Things to do:
A. In the genealogy article, which hobby ranks ahead of genealogy in popularity in America?
B. From the genealogy article, print the passage word for word, beginning at the words "One day last" and stopping after "Family Tree DNA.".

==== Document extract ====

Genealogy, the study of tracing one's family roots, has become something of a national obsession. It is now ranked as the second most popular hobby in American, behind only gardening. When the paper trail hits a dead end, hundreds of thousands of people have found they can still plow ahead by using the science of DNA testing. I put it to the test.
Grandparents on my mother's side are an open book. My mother used traditional genealogy records to discover that Grandmother's family came from Switzerland. Grandfather's from Norway.
Traditional genealogy maps out Mom's past for centuries. Dad's is almost a total blank.
Grandmother Ray thought her family had come from Bohemia, present day Czech Republic, but she was raised by relatives and never knew her father. Grandfather Ray was even more of a mystery. He told us his Great Grandmother was Native American and he was Black Irish, but that's a term that can mean many things.
One day last summer I met up with Bennett Greenspan before his speaking engagement at the Dallas Jewish Historical Society. Greenspan is founder of a Houston based company called Family Tree DNA.
Debbie Tobias of the DJHW explained that genealogy is of particular interest to her group because so many of their families were scattered by war and oppression over the last hundred years.
"With the fracturing of Europe after WWII, families destroyed, families split up, there's been a great need and I think people are really desperate to find their origins. Folks ranging in age from their 30s all the way to their 80s," said Tobias.
Through a simple cheek swab and testing at Bennett's company, people can now trace our ancestors country of origin. They can identify others who share genetic markers and potential fill in the blanks on the family tree.

==== Excerpted data ====

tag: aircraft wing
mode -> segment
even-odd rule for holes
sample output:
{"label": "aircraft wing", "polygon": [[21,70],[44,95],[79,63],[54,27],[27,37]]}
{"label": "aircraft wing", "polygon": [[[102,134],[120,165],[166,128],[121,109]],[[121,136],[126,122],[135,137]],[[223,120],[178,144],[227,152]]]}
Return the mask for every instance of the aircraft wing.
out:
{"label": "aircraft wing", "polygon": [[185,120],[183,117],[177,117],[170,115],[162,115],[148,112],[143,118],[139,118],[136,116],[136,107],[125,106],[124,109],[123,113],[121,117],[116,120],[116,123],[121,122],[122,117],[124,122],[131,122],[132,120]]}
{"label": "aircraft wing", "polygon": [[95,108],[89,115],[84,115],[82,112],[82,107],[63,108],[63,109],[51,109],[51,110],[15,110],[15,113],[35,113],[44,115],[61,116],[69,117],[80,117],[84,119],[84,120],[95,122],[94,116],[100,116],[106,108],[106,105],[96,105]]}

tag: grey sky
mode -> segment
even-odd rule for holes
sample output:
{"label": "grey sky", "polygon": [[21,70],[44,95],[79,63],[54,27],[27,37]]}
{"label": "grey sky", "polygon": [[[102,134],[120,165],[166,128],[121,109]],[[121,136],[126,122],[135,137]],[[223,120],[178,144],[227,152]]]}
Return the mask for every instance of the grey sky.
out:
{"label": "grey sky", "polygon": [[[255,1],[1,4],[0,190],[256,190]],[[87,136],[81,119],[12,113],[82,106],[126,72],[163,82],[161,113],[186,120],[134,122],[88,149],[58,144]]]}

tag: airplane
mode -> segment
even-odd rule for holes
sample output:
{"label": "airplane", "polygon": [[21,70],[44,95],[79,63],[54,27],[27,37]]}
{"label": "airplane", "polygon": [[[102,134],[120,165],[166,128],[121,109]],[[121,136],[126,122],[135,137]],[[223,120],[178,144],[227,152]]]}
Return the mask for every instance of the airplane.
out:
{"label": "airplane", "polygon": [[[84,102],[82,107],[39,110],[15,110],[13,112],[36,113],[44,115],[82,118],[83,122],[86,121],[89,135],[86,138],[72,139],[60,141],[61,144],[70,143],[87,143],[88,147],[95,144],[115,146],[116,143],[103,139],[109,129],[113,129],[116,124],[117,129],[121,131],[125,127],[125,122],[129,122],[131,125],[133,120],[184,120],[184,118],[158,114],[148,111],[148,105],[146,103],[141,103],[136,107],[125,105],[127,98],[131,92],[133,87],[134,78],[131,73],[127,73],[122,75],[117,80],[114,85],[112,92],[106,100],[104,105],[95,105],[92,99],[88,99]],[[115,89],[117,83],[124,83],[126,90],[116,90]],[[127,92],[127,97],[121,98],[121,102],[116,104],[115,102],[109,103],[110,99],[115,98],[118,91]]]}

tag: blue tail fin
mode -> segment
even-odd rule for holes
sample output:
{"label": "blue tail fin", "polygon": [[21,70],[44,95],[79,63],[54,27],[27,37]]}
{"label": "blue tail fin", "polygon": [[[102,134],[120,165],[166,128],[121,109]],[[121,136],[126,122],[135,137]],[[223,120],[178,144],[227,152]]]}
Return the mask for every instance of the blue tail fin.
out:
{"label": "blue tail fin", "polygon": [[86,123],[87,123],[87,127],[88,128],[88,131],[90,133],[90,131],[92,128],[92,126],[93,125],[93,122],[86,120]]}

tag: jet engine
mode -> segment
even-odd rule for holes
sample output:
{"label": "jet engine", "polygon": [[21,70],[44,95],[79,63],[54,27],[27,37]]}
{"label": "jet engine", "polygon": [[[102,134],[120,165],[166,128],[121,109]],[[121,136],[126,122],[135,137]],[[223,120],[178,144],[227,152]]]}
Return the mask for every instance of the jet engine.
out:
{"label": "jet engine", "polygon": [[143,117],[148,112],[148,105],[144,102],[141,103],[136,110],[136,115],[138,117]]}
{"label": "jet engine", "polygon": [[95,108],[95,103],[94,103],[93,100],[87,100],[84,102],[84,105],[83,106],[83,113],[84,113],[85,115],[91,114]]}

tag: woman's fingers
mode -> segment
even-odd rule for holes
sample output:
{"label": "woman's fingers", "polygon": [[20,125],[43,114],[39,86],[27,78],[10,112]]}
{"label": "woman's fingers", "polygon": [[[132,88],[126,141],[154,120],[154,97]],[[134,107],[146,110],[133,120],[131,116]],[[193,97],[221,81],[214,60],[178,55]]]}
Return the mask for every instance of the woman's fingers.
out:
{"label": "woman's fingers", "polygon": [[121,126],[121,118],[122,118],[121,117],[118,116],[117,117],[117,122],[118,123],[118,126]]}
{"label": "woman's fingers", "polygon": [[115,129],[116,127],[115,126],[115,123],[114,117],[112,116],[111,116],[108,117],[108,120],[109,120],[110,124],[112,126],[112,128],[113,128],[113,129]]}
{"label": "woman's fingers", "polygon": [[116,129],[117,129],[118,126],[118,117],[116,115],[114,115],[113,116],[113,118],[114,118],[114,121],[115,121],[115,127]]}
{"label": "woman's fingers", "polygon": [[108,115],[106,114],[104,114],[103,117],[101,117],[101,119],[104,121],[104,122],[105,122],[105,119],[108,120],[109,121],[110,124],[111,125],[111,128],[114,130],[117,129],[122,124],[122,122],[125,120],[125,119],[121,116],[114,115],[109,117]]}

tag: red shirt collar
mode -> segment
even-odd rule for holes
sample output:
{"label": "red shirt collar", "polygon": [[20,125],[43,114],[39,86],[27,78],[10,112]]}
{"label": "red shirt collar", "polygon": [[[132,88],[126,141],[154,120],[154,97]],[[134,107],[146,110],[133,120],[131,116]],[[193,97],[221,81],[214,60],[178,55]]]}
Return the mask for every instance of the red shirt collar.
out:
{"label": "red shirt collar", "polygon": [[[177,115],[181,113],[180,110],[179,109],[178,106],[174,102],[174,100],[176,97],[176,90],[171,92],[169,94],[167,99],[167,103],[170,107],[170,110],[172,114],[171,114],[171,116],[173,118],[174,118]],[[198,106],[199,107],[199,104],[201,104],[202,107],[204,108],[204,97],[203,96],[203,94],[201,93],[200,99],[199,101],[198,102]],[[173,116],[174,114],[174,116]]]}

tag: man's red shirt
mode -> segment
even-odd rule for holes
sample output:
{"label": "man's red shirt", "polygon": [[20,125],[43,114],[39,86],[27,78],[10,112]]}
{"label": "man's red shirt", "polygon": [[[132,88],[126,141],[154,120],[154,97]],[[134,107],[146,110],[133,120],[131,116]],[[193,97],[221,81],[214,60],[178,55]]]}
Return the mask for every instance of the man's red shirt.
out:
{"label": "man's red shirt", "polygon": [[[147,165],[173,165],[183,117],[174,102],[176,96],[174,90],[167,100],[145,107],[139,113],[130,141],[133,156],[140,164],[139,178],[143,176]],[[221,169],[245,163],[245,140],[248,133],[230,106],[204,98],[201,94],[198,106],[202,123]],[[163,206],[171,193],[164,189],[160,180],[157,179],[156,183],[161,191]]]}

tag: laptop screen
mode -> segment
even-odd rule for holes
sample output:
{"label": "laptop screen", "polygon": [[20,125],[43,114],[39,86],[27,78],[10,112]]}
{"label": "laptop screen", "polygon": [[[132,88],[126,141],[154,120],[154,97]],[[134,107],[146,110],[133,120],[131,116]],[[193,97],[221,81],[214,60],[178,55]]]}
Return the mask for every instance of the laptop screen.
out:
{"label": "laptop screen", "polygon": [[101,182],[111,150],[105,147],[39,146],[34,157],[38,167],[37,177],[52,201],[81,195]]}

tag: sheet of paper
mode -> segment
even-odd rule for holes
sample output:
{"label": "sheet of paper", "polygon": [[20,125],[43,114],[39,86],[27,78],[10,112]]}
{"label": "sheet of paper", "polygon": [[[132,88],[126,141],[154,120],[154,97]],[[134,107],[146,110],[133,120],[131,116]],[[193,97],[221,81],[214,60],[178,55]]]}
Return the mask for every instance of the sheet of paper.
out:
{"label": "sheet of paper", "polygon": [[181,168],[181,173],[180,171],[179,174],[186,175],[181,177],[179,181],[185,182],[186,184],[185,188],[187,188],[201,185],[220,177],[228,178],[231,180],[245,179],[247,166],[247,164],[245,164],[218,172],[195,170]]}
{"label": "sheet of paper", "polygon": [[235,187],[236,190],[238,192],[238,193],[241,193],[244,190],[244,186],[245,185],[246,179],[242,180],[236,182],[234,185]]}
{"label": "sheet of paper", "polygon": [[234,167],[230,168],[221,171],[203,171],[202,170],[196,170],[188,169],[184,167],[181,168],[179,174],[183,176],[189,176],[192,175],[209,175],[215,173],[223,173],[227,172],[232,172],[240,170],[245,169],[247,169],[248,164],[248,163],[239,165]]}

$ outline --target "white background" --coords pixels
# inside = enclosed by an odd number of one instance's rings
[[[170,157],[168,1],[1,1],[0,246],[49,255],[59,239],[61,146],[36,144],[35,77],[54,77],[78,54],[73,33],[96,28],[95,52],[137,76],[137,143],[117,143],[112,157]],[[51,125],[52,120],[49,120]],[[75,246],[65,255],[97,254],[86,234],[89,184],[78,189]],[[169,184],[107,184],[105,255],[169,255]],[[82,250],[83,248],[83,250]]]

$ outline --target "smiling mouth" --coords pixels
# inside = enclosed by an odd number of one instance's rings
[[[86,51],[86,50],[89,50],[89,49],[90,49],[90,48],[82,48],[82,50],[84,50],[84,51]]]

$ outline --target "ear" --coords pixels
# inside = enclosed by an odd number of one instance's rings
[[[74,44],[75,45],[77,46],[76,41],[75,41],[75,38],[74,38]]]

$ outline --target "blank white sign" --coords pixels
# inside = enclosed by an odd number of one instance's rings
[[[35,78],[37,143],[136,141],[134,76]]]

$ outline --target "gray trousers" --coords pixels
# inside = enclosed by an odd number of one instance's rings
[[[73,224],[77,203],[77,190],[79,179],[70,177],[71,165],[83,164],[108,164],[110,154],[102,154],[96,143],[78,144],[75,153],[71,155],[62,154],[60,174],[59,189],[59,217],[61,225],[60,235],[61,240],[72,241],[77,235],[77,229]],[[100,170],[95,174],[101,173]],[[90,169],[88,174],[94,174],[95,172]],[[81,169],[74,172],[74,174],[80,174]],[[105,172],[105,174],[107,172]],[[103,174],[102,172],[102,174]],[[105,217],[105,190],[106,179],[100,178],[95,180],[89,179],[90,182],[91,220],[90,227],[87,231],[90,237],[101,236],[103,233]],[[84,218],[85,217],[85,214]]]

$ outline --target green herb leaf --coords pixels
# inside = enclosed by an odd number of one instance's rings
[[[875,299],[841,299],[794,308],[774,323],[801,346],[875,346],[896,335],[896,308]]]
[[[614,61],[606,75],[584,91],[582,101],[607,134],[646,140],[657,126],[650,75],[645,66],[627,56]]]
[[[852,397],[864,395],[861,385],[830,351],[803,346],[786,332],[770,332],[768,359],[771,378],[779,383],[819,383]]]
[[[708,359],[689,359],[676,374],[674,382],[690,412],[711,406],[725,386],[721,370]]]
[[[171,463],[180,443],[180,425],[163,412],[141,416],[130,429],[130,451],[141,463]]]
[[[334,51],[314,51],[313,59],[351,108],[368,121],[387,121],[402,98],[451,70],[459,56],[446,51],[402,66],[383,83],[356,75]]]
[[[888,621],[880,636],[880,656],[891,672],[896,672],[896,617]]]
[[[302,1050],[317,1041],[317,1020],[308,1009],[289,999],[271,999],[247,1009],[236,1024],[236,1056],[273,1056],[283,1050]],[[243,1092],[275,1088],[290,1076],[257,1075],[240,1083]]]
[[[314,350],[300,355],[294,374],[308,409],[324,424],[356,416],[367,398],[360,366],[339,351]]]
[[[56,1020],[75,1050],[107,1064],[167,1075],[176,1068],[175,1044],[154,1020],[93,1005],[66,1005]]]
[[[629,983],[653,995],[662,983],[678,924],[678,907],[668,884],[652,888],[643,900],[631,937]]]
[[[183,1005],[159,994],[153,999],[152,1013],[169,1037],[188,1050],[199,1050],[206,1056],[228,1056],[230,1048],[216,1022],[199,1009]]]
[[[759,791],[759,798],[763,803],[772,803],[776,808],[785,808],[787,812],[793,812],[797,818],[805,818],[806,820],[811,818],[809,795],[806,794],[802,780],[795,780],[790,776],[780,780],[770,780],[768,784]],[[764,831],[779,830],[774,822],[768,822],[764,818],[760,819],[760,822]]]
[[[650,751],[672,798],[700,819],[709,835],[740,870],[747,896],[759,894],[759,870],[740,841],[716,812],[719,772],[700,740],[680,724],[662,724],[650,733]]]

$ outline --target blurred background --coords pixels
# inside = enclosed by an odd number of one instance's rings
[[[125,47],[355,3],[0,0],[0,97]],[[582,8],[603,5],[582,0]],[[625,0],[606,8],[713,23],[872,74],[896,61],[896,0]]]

====

Solutions by task:
A. Gardening

B.
One day last summer I met up with Bennett Greenspan before his speaking engagement at the Dallas Jewish Historical Society. Greenspan is founder of a Houston based company called Family Tree DNA.